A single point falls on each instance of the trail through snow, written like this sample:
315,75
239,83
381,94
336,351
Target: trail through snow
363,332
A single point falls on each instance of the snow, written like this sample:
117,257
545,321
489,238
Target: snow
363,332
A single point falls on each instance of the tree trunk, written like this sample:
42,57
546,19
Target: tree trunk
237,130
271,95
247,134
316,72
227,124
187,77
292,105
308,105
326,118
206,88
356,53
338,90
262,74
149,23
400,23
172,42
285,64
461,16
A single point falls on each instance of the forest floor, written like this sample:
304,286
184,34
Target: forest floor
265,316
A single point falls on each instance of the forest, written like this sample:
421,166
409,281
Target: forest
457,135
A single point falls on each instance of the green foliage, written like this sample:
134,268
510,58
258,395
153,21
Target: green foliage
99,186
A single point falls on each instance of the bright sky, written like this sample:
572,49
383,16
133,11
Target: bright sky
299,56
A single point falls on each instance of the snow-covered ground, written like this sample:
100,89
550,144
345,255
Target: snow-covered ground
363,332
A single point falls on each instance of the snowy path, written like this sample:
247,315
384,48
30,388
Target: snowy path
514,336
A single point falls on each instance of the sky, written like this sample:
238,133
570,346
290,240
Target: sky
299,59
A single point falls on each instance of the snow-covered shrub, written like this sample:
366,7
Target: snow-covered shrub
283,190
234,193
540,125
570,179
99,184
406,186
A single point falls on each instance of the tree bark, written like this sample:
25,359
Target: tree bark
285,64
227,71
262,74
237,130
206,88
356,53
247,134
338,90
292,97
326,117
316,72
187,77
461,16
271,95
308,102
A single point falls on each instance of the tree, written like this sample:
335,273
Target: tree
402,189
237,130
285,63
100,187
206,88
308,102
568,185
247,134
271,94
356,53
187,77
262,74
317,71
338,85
------------------------------------
**Prompt:** Swap "instance" for "occurrence" throughout all the entries above and write the lines out again. Change nothing else.

**Written solution:**
A single point falls on each occurrence of the trail through snow, written like this sample:
315,75
239,83
381,94
336,351
Target: trail through snow
363,332
A single point falls on each occurrence of the snow, written like this sample:
117,257
545,321
489,238
Target: snow
363,332
A single point falls on each occurrence of the tree trunk, written like this sample:
42,57
546,19
Target: tree trunk
237,130
271,95
247,134
316,72
227,124
187,77
292,105
308,105
326,118
206,88
356,53
338,90
262,74
149,23
400,23
172,42
285,64
461,16
A single point falls on each occurrence of the forest floor, written like this sample:
304,286
184,34
Target: forest floor
265,316
A single point falls on each occurrence of the forest, written like this sample:
421,166
409,281
Target: forest
457,135
A single point falls on each occurrence of the green foliage, written like this sample:
134,268
510,58
258,395
153,21
Target: green foliage
99,186
A single point falls on each occurrence of the bright sky, written like this sample:
572,49
383,16
133,11
Target: bright sky
299,56
A single point falls on each occurrence of the snow-covered ground, written like this sample:
100,89
550,144
345,255
Target: snow-covered ground
363,332
A single point falls on each occurrence of the snowy path, written like this sample:
247,315
384,48
30,388
Target: snowy path
514,336
A single point falls on each occurrence of the sky, written like this sample:
238,133
570,346
290,240
Target: sky
299,59
A single point falls on each occurrence of the snow-covered shrub, written like this sample:
366,7
Target: snow-covered shrub
283,190
234,193
540,125
570,179
99,184
406,186
A single point falls on each occurrence of the tree bark, written like this sample:
25,359
Target: tree bark
285,64
227,71
262,74
237,130
206,88
356,53
247,134
338,90
292,97
326,117
316,72
187,77
461,16
271,95
308,102
A single point falls on each occurrence of the tree, written like this sample:
335,273
Target: tree
402,189
237,130
285,63
100,187
206,88
308,102
568,185
247,134
271,94
356,53
187,77
262,74
317,71
338,85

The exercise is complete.